### PROBLEMS AND TASKS
1 > Condense the paragraph of the forum thread that begins "Hope you have better luck" into a short bulleted list that keeps its main facts.
2 > From the forum thread, extract word for word the passage starting with "## hearthtools (Dec" and going on through "jumper accross them.".

Ok i checked my old parts list
the 912 board is for

LENNOX HEARTH PRODUCTS
Service Replacement Parts List
Advantage II-T Classic
Pellet, Freestanding & Insert, WP2
MODEL YEARS: 2002 + (Serial # 75864 & up)

I dont know what the difference is but this is the stove lennox Resurrected when they seen that the Failed Pro line of pellet stoves killed there pellet stove sales and business


----------



## strichards (Dec 3, 2009)

Hope you have better luck than I did. I have the same stove w/same problem. ordered a new control board and it still is blinking not sure what it could be??????Nobody in my area that works on them within 100 miles!


----------



## hearthtools (Dec 3, 2009)

strich said:
			
		

> Hope you have better luck than I did. I have the same stove w/same problem. ordered a new control board and it still is blinking not sure what it could be??????Nobody in my area that works on them within 100 miles!


is all your lights blinking? if so then the thermostat connection is open and the stove is in keep fire mode.

if you have a advanage plus it has some speaker wire type terminals at the back of the stove. if you are not using a stat you need to put a jumper accross them.

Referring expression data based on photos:
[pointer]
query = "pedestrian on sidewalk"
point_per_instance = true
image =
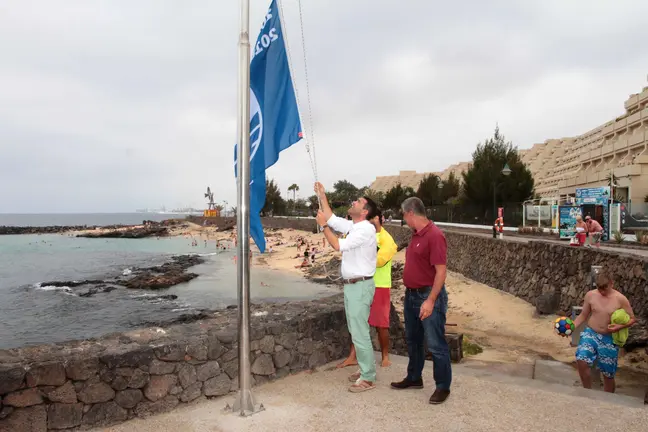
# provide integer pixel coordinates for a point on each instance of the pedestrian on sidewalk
(381, 306)
(426, 302)
(594, 231)
(357, 268)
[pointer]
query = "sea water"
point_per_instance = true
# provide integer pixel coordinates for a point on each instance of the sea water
(31, 312)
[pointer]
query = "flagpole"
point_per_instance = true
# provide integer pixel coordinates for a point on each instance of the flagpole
(244, 402)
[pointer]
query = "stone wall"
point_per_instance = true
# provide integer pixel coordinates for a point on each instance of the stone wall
(530, 270)
(143, 372)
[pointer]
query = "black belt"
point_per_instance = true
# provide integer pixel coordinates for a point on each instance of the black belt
(357, 279)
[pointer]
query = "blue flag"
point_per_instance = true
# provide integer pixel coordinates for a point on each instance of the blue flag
(274, 115)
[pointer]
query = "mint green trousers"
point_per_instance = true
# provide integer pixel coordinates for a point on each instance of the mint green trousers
(357, 304)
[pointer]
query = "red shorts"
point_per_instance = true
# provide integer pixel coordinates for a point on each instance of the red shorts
(379, 313)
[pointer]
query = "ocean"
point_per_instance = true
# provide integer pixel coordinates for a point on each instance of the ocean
(34, 313)
(76, 219)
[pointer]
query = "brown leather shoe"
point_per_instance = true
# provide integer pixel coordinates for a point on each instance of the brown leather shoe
(406, 384)
(439, 396)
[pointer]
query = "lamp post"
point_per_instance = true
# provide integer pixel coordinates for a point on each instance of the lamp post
(505, 172)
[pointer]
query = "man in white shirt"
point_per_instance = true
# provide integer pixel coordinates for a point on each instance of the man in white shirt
(359, 251)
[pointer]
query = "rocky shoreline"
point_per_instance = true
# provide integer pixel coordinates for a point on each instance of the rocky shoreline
(146, 229)
(56, 229)
(146, 278)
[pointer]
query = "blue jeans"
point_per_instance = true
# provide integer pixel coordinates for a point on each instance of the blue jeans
(431, 331)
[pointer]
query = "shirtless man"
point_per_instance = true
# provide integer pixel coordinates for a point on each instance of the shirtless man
(596, 340)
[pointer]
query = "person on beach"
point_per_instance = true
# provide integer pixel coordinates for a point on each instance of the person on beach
(357, 269)
(381, 306)
(426, 302)
(596, 340)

### OUTPUTS FOR THE TASKS
1 >
- strichards has the same stove with the same problem.
- A new control board was ordered, but the stove is still blinking.
- The cause is unknown.
- Nobody within 100 miles works on these stoves.

2 >
## hearthtools (Dec 3, 2009)

strich said:
			
		

> Hope you have better luck than I did. I have the same stove w/same problem. ordered a new control board and it still is blinking not sure what it could be??????Nobody in my area that works on them within 100 miles!


is all your lights blinking? if so then the thermostat connection is open and the stove is in keep fire mode.

if you have a advanage plus it has some speaker wire type terminals at the back of the stove. if you are not using a stat you need to put a jumper accross them.